> _Extrait fourni_:

——————

Quitter volontairement son emploi sans justification valable

[16] Le paragraphe 29(c) de la Loi sur l’AE prévoit que le prestataire est fondé à quitter volontairement son emploi si, compte tenu de toutes les circonstances, son départ ou son congé constitue la seule solution raisonnable. Aux termes de l’article 30, le prestataire est exclu du bénéfice des prestations s’il a volontairement quitté son emploi sans justification. La prestataire ne conteste pas le fait qu’elle ait volontairement quitté son emploi en refusant le rappel de son employeur, mais elle est d’avis qu’elle avait une justification valable de le faire, car elle croyait que son programme avait été approuvé.

[17] La division générale a utilisé le bon critère juridique et l’a appliqué correctement. Il est bien établi que quitter son emploi pour aller à l’école n’est pas une « justification valable »Note de bas de page 4. Cela est vrai, même lorsque l’investissement du prestataire dans la formation est en jeuNote de bas de page 5. Bon nombre des autorités jurisprudentielles reconnaissent également une exception lorsqu’un prestataire est autorisé par la Commission à quitter son emploi pour aller à l’écoleNote de bas de page 6. Cependant, le fait d’être dirigé vers un programme n’équivaut pas à une autorisation de quitter son emploi (ou de refuser un rappel, en l’espèce). Il est possible que le fait que la prestataire ait été « dirigée » par le MESFP constitue une orientation donnée par une autorité désignée aux termes de l’article 25 de la Loi sur l’AE, auquel cas l’article 25 aurait pour effet de réputer la prestataire comme étant capable et disponible nonobstant l’article 18 de la Loi sur l’AE, qui lui permettrait de demander des prestations pendant ses études. La prestataire croyait avoir été dirigée vers son programme par Second Chance ou par le MESFP. Elle a également compris que son acceptation au programme Deuxième carrière comprenait une autorisation de la Commission de refuser un rappel au travail. Ce n’était pas le cas.

[18] Je reconnais que la prestataire croyait suivre les conseils du programme provincial du MESFP et de l’agence de placement Second chance, et qu’elle pensait pouvoir se fier à ces conseils. Malheureusement pour elle, elle n’a pas confirmé l’exactitude de ces conseils auprès de la Commission. Rien ne prouvait que la Commission avait autorisé la prestataire à quitter son emploi pour suivre le programme ou à refuser un rappel afin de poursuivre le programme.

[19] Je reconnais que la prestataire peut avoir vécu des difficultés financières en raison de son exclusion du bénéfice des prestations et des efforts déployés par la Commission pour recouvrer le versement excédentaire, mais je ne suis pas en mesure de cerner une cause défendable permettant de soutenir que la division générale a commis une erreur de droit.

[20] Suivant les directives de la Cour fédérale dans des arrêts comme celui de KaradeolianNote de bas de page 7, j’ai consulté le dossier pour trouver d’autres éléments de preuve qui pourraient avoir été omis ou mal compris, mais je n’ai pu cerner une cause défendable découlant d’une telle erreur.

[21] La prestataire n’a soulevé aucun des moyens prévus au paragraphe 58(1) de la Loi sur le MEDS et l’appel n’a aucune chance raisonnable de succès.

Conclusion

[22] La permission d’en appeler est refusée.

——————

> _Matériel fourni_:
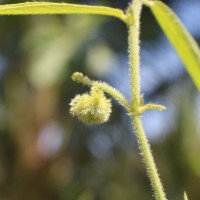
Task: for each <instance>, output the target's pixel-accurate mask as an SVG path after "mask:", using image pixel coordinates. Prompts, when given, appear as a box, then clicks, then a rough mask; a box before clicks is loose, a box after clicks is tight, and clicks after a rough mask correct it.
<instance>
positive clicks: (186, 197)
mask: <svg viewBox="0 0 200 200" xmlns="http://www.w3.org/2000/svg"><path fill="white" fill-rule="evenodd" d="M183 198H184V200H188V197H187V194H186V192H184V195H183Z"/></svg>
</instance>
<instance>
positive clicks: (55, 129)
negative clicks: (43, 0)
mask: <svg viewBox="0 0 200 200" xmlns="http://www.w3.org/2000/svg"><path fill="white" fill-rule="evenodd" d="M16 2H19V1H12V2H11V1H9V2H8V1H1V2H0V3H16ZM65 2H67V1H65ZM68 2H69V1H68ZM70 2H72V3H87V4H93V5H110V6H112V7H119V8H122V9H124V8H125V7H126V5H127V4H128V1H123V2H122V1H119V0H118V1H113V2H112V1H106V0H104V1H103V0H102V1H100V0H99V1H94V2H93V1H78V0H77V1H75V0H74V1H73V0H71V1H70ZM177 2H178V1H177ZM184 2H186V0H185V1H184ZM184 2H183V6H184ZM166 3H168V4H169V5H171V4H170V1H166ZM185 9H187V7H186V8H185ZM160 35H162V33H161V32H160V29H159V27H158V26H157V24H156V22H155V20H154V19H153V17H152V15H151V14H150V13H149V11H148V9H146V8H145V9H144V11H143V17H142V35H141V38H142V41H144V48H145V47H146V46H150V45H152V48H150V49H148V48H147V50H145V51H148V52H149V53H151V56H152V57H151V59H154V60H157V61H156V62H157V63H158V62H160V63H158V64H160V65H163V66H165V65H166V66H168V65H170V64H169V62H170V60H168V59H166V57H165V53H166V55H167V51H165V50H166V49H165V47H162V46H161V44H160V43H159V38H160V37H161V36H160ZM126 38H127V28H126V26H125V25H124V24H123V23H122V22H120V21H118V20H117V19H113V18H110V17H100V16H87V15H86V16H85V15H81V16H75V15H70V16H64V15H56V16H15V17H14V16H0V199H1V200H27V199H28V200H132V199H135V200H137V199H138V200H147V199H148V200H150V199H153V197H152V193H151V188H150V184H149V181H148V179H147V177H146V172H145V169H144V167H143V163H142V161H141V158H140V154H139V151H138V149H137V143H136V141H135V137H134V135H133V134H132V128H131V122H130V120H129V119H128V116H127V115H126V113H125V111H124V110H123V108H121V106H118V105H117V103H116V102H115V101H113V113H112V116H111V119H110V121H109V122H108V123H106V124H103V125H100V126H91V127H90V126H86V125H84V124H82V123H81V122H79V121H78V120H77V119H75V118H73V117H72V116H70V115H69V102H70V100H71V99H72V98H73V97H74V95H75V94H79V93H83V92H85V91H88V88H86V87H84V86H82V85H76V84H75V83H73V82H72V80H71V79H70V76H71V74H72V73H73V72H75V71H81V72H83V73H84V74H87V75H89V76H90V77H91V78H93V79H102V80H106V81H108V82H110V83H111V84H112V83H113V84H114V86H116V87H118V88H119V89H120V90H122V92H123V93H125V94H127V91H128V90H129V88H128V87H126V83H127V82H128V80H127V79H128V77H126V76H123V75H124V74H127V75H128V65H127V63H128V60H127V39H126ZM196 39H197V40H198V39H200V35H199V36H198V35H197V36H196ZM146 44H148V45H146ZM159 44H160V46H161V48H162V49H163V56H162V58H163V60H161V61H159V60H158V57H156V54H155V53H154V52H153V50H152V49H156V48H154V47H156V45H159ZM142 45H143V43H142ZM170 50H171V52H172V54H175V51H173V50H172V49H170ZM145 51H143V50H142V53H143V52H145ZM144 54H145V53H144ZM142 55H143V54H142ZM145 55H146V54H145ZM145 55H144V56H142V62H143V61H144V62H146V63H148V62H149V61H148V58H146V57H145ZM145 59H146V60H145ZM121 64H122V65H123V66H120V65H121ZM118 66H120V67H118ZM179 66H181V67H182V65H181V64H180V63H178V64H177V63H174V64H173V65H171V66H169V67H172V68H175V69H176V67H177V69H180V68H181V67H180V68H179ZM169 69H171V68H169ZM181 69H182V71H181V70H180V73H179V72H177V74H178V75H177V76H176V77H175V78H174V79H172V78H171V76H172V74H173V72H170V71H165V69H161V70H163V71H161V72H159V73H158V72H156V69H155V68H153V67H152V66H149V67H146V68H145V66H144V67H143V68H142V70H143V71H142V86H143V88H144V92H145V91H147V93H145V94H144V96H145V97H146V99H147V101H159V102H160V101H161V103H164V104H167V105H168V106H169V113H171V114H169V113H168V112H167V111H166V113H163V115H162V116H161V117H162V119H163V120H162V122H160V120H159V119H160V118H159V116H158V117H157V118H154V117H156V116H155V115H154V113H153V112H157V111H153V112H152V113H150V114H149V115H148V114H147V115H146V116H144V123H145V124H146V125H145V127H147V132H149V133H150V135H148V133H147V135H148V137H149V139H150V142H151V145H152V150H153V153H154V155H155V160H156V163H157V166H158V168H159V172H160V174H161V179H162V180H163V183H164V186H165V188H166V192H167V195H168V197H169V199H171V200H178V199H183V198H182V196H183V192H184V191H187V193H188V197H189V199H192V200H199V199H200V190H199V186H200V156H199V155H200V145H199V144H200V126H199V120H200V114H199V113H200V95H199V93H198V92H197V91H196V89H195V88H194V86H193V84H192V82H191V80H190V79H189V77H188V75H187V74H186V73H185V72H184V70H183V68H181ZM120 70H122V71H120ZM145 70H146V71H145ZM151 70H155V72H154V71H153V73H154V75H155V76H156V77H158V80H157V79H155V80H152V79H154V78H151V76H149V71H151ZM124 71H125V72H124ZM165 73H166V74H165ZM145 74H146V75H145ZM163 74H164V75H163ZM114 80H116V81H114ZM161 80H162V81H161ZM148 81H149V82H148ZM143 82H144V83H143ZM154 82H156V86H155V84H154V86H153V85H152V87H151V84H149V83H152V84H153V83H154ZM145 83H146V86H145ZM148 87H151V89H148ZM145 88H146V89H145ZM158 118H159V119H158ZM158 121H159V122H160V125H159V124H158ZM155 126H156V127H160V129H158V128H156V129H155ZM148 127H149V128H148ZM154 130H156V131H157V134H158V135H157V136H155V135H151V133H152V134H153V133H154Z"/></svg>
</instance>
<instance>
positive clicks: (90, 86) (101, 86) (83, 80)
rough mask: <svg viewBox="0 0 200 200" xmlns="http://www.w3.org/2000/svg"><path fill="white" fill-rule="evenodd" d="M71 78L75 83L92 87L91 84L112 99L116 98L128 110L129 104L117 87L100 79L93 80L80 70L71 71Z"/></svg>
mask: <svg viewBox="0 0 200 200" xmlns="http://www.w3.org/2000/svg"><path fill="white" fill-rule="evenodd" d="M72 80H73V81H75V82H77V83H82V84H83V85H86V86H89V87H92V86H95V87H98V88H99V89H101V90H102V91H104V92H106V93H107V94H109V95H111V96H112V97H113V98H114V99H116V100H117V101H118V102H119V103H120V104H121V105H122V106H123V107H124V108H125V109H126V110H127V111H128V112H129V108H130V104H129V102H128V101H127V100H126V98H125V97H124V95H123V94H122V93H121V92H119V91H118V90H117V89H115V88H113V87H112V86H110V85H108V84H107V83H105V82H100V81H93V80H91V79H90V78H88V77H87V76H84V75H83V74H82V73H80V72H75V73H73V74H72Z"/></svg>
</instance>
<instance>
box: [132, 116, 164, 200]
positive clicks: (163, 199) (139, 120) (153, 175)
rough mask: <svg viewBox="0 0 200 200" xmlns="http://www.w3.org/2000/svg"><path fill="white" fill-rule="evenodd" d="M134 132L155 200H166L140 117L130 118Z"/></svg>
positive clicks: (150, 149) (163, 189)
mask: <svg viewBox="0 0 200 200" xmlns="http://www.w3.org/2000/svg"><path fill="white" fill-rule="evenodd" d="M131 119H132V122H133V125H134V130H135V133H136V137H137V141H138V145H139V148H140V151H141V155H142V157H143V161H144V164H145V167H146V170H147V175H148V177H149V179H150V181H151V185H152V188H153V191H154V194H155V198H156V199H157V200H166V196H165V192H164V189H163V186H162V183H161V180H160V178H159V175H158V171H157V168H156V164H155V162H154V159H153V155H152V152H151V149H150V145H149V143H148V140H147V137H146V135H145V132H144V129H143V126H142V121H141V117H140V116H138V115H135V116H131Z"/></svg>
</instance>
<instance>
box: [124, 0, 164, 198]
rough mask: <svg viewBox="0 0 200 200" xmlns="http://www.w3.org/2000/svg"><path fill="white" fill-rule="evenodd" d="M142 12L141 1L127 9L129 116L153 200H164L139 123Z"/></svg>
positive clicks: (159, 185)
mask: <svg viewBox="0 0 200 200" xmlns="http://www.w3.org/2000/svg"><path fill="white" fill-rule="evenodd" d="M141 10H142V1H141V0H134V1H133V2H132V4H131V5H130V7H129V9H128V13H127V15H129V24H128V29H129V37H128V44H129V60H130V84H131V98H132V104H131V105H130V106H131V109H130V111H129V114H130V116H131V119H132V123H133V126H134V130H135V134H136V138H137V142H138V146H139V149H140V151H141V155H142V159H143V161H144V164H145V167H146V171H147V175H148V177H149V179H150V182H151V185H152V189H153V191H154V195H155V198H156V199H157V200H166V195H165V192H164V189H163V186H162V183H161V180H160V178H159V175H158V171H157V168H156V165H155V162H154V158H153V155H152V152H151V149H150V145H149V142H148V140H147V137H146V135H145V132H144V129H143V126H142V121H141V116H140V115H141V112H139V111H140V108H141V105H140V104H141V102H140V99H141V98H140V96H141V94H140V73H139V71H140V68H139V67H140V39H139V36H140V16H141Z"/></svg>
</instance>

——————

> _Exercices proposés_:
A: Selon l'extrait, quel article de la Loi sur l'AE exclut du bénéfice des prestations le prestataire qui a volontairement quitté son emploi sans justification ?
B: D'après l'extrait, expliquez pourquoi la prestataire n'avait pas de justification valable, bien qu'elle ait cru que son programme avait été approuvé.
Le matériel fourni n'est pas nécessaire pour ces exercices.

> _Corrigé des exercices_:
A: L'article 30.

B: L'exception reconnue vise le prestataire que la Commission autorise à quitter son emploi pour aller à l'école, et le fait d'être dirigé vers un programme n'équivaut pas à une telle autorisation. La prestataire n'a pas vérifié auprès de la Commission l'exactitude des conseils reçus, et rien ne prouvait que la Commission l'avait autorisée à quitter son emploi ou à refuser un rappel.